» **Problem details**: Rewrite all of the data below, replacing "top-left corner" with "upper-left corner" wherever it occurs and leaving every other word unchanged. Omit the pictures from your version.
:::
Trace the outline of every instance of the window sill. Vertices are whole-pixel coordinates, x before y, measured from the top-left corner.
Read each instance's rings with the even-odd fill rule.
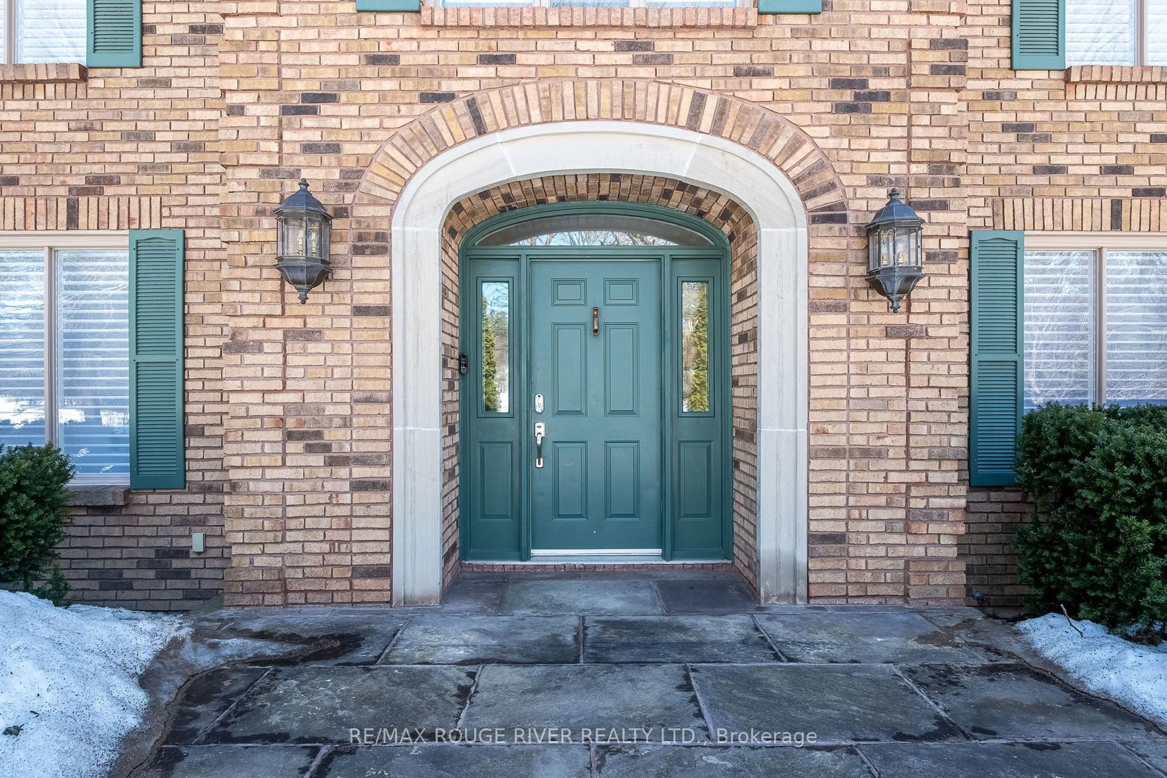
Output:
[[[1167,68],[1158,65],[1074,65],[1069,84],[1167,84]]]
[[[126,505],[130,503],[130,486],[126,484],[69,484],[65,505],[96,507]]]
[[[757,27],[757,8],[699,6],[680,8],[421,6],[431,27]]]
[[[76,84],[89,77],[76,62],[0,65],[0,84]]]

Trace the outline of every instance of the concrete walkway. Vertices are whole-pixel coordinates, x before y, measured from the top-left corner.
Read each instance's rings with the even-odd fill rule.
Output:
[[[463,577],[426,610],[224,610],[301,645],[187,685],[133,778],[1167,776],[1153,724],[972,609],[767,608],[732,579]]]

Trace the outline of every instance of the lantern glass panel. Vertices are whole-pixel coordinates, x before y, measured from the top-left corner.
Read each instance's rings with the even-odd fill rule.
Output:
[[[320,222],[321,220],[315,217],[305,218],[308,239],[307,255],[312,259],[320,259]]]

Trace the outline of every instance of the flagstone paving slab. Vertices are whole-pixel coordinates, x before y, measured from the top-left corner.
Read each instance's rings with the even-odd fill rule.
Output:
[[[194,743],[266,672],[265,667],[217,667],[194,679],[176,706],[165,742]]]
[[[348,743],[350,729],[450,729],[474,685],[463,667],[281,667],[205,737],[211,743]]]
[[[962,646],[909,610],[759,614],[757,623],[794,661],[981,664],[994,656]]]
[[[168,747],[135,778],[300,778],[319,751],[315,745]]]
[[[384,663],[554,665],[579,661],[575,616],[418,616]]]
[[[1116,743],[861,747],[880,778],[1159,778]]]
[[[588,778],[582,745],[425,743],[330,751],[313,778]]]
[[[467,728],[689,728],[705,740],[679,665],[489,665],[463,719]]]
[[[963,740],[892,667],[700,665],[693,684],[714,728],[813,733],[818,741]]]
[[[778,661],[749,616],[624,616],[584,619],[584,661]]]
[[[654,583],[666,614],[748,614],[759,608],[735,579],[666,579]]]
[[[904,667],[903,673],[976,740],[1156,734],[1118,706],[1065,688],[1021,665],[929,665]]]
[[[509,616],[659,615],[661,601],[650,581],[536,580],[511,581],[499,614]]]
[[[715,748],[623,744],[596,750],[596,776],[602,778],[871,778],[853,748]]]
:::
» **Expected answer**:
Trace the outline of every instance of the window sill. Vertices are whole-pixel coordinates, x before y, measured from the upper-left corner.
Read each instance's rings with the even-odd fill rule.
Output:
[[[1167,68],[1158,65],[1074,65],[1069,84],[1167,84]]]
[[[126,505],[130,503],[130,486],[126,484],[69,484],[65,505],[96,507]]]
[[[757,27],[757,8],[699,6],[680,8],[421,6],[431,27]]]
[[[76,84],[89,77],[76,62],[0,65],[0,84]]]

Trace the outline of every instance of the concrete walkway. Vertices are whole-pixel coordinates, x before y, measured from the upper-left corner.
Read each instance's rings with the even-odd fill rule.
Output:
[[[463,577],[426,610],[224,610],[301,645],[187,685],[133,778],[1167,776],[1153,724],[972,609],[767,608],[732,579]]]

Trace the outline of every instance of the lantern glass panel. Vertices are whole-pixel coordinates, x before y, measured from the upper-left corner.
Read each instance's rings with the even-odd fill rule.
Output:
[[[320,222],[321,220],[315,217],[305,218],[308,239],[307,255],[312,259],[320,259]]]

Trace the outline of every instance of the flagstone paving slab. Vertices are whole-pixel coordinates, x before y, measured from the upper-left corner.
Read each instance's rings with the even-odd fill rule.
Output:
[[[194,743],[266,672],[265,667],[217,667],[194,679],[176,706],[165,742]]]
[[[348,743],[350,729],[450,729],[474,685],[463,667],[281,667],[205,737],[211,743]]]
[[[962,646],[909,610],[759,614],[757,623],[794,661],[981,664],[994,656]]]
[[[168,747],[135,778],[300,778],[319,751],[315,745]]]
[[[384,663],[554,665],[579,661],[575,616],[418,616]]]
[[[1116,743],[861,747],[880,778],[1159,778]]]
[[[588,778],[582,745],[425,743],[330,751],[313,778]]]
[[[467,728],[689,728],[705,740],[679,665],[489,665],[463,719]]]
[[[963,740],[892,667],[700,665],[693,684],[714,728],[813,733],[818,741]]]
[[[778,661],[749,616],[624,616],[584,619],[584,661]]]
[[[654,583],[666,614],[748,614],[759,608],[735,579],[666,579]]]
[[[904,667],[903,673],[976,740],[1156,734],[1118,706],[1065,688],[1021,665],[929,665]]]
[[[509,616],[659,615],[661,601],[650,581],[536,580],[511,581],[499,614]]]
[[[715,748],[623,744],[596,750],[596,776],[602,778],[871,778],[853,748]]]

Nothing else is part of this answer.